Excerpt to read =
*** Block opens ***

The RSC boasts a membership of 165 members out of 242 total House Republicans. Majority Leader Eric Cantor, Virginia Republican, is a member, as is House GOP Conference Chairman Jeb Hensarling, Texas Republican, and Chief Deputy Whip Peter Roskam, Illinois Republican.

None of the three chose to comment on the proposal when asked about it through spokesmen on Wednesday.

It was not clear Wednesday whether the bill would be pushed hard by leadership, though the prospect seemed unlikely, at least for the moment. Cuts of such magnitude will undoubtedly come under heavy fire from Democrats and liberal interest groups, and Speaker John Boehner has for the most part avoided specific stands on spending cuts, seeking to minimize exposure to attacks from the opposition.

President Obama, in addition, will have the chance in next week’s State of the Union address to speak to a national audience about the country’s fiscal situation, and could point to such cuts as too costly to services for many Americans.

Even if Boehner, Ohio Republican, got behind the cuts and the House passed such legislation, it would face a steep challenge to passage in the Senate, which is still controlled by Democrats. And Obama – who has said he believes that cuts could hinder economic recovery if they are too draconian in the short term – is unlikely to support such a dramatic move to pull back on spending.

*** Block closes ***

Records =
*** Block opens ***

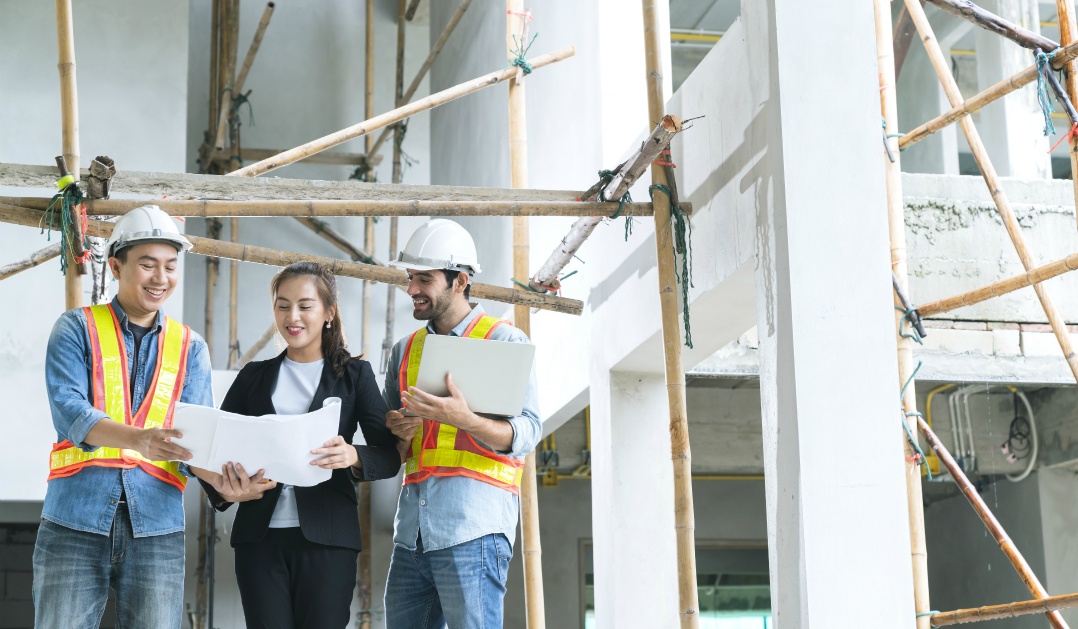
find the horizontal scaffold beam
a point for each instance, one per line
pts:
(189, 186)
(201, 208)
(216, 248)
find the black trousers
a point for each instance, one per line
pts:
(288, 583)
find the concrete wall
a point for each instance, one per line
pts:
(130, 59)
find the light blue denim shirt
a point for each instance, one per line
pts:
(87, 500)
(454, 509)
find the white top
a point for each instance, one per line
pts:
(292, 396)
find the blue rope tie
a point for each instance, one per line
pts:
(1044, 95)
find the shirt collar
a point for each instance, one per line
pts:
(458, 330)
(123, 316)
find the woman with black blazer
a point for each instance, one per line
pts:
(296, 546)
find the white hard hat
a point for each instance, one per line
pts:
(439, 244)
(148, 223)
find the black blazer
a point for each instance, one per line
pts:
(328, 511)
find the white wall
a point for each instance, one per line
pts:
(130, 59)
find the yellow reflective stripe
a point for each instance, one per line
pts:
(446, 437)
(483, 327)
(473, 462)
(170, 357)
(114, 380)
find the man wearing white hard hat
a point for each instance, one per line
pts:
(456, 517)
(113, 511)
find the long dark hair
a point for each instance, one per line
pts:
(334, 346)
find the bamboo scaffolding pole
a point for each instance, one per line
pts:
(233, 298)
(1068, 33)
(987, 171)
(534, 597)
(683, 516)
(270, 257)
(259, 344)
(896, 226)
(30, 261)
(993, 23)
(406, 97)
(300, 208)
(229, 91)
(1005, 611)
(990, 521)
(398, 176)
(69, 132)
(962, 109)
(625, 176)
(398, 114)
(1003, 287)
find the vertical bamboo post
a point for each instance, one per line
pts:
(69, 118)
(1067, 35)
(896, 223)
(534, 598)
(387, 341)
(233, 298)
(942, 67)
(683, 516)
(987, 171)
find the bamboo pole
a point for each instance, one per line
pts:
(1006, 611)
(69, 121)
(534, 597)
(625, 175)
(683, 517)
(299, 208)
(896, 226)
(398, 176)
(30, 261)
(257, 255)
(962, 109)
(992, 23)
(398, 114)
(991, 522)
(1068, 33)
(253, 350)
(987, 171)
(233, 298)
(423, 70)
(1003, 287)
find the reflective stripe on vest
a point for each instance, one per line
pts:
(442, 450)
(111, 386)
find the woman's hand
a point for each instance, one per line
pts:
(337, 453)
(236, 487)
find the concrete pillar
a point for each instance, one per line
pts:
(635, 555)
(838, 532)
(1011, 128)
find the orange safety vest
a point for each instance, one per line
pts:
(442, 450)
(112, 395)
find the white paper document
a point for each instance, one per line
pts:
(280, 445)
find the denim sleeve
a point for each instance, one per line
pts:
(391, 390)
(198, 380)
(527, 426)
(67, 380)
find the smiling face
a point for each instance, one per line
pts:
(148, 274)
(301, 317)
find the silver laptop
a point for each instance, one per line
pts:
(493, 375)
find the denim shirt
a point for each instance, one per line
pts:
(453, 509)
(87, 501)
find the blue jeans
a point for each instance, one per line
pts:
(461, 586)
(73, 571)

*** Block closes ***

Problems and tasks =
a) Answer these questions using the excerpt on the spending-cut proposal:
(i) How many members does the RSC have?
(ii) Which party still controls the Senate?
(iii) In what address will President Obama have the chance to speak to a national audience next week?
b) Print the part of the excerpt on the spending-cut proposal between "None of the" and "for many Americans.", inclusive.
The records have nothing to do with the text.

Task-by-task solutions =
a)
(i) 165 members, out of 242 total House Republicans.
(ii) The Democrats.
(iii) The State of the Union address.

b)
None of the three chose to comment on the proposal when asked about it through spokesmen on Wednesday.

It was not clear Wednesday whether the bill would be pushed hard by leadership, though the prospect seemed unlikely, at least for the moment. Cuts of such magnitude will undoubtedly come under heavy fire from Democrats and liberal interest groups, and Speaker John Boehner has for the most part avoided specific stands on spending cuts, seeking to minimize exposure to attacks from the opposition.

President Obama, in addition, will have the chance in next week’s State of the Union address to speak to a national audience about the country’s fiscal situation, and could point to such cuts as too costly to services for many Americans.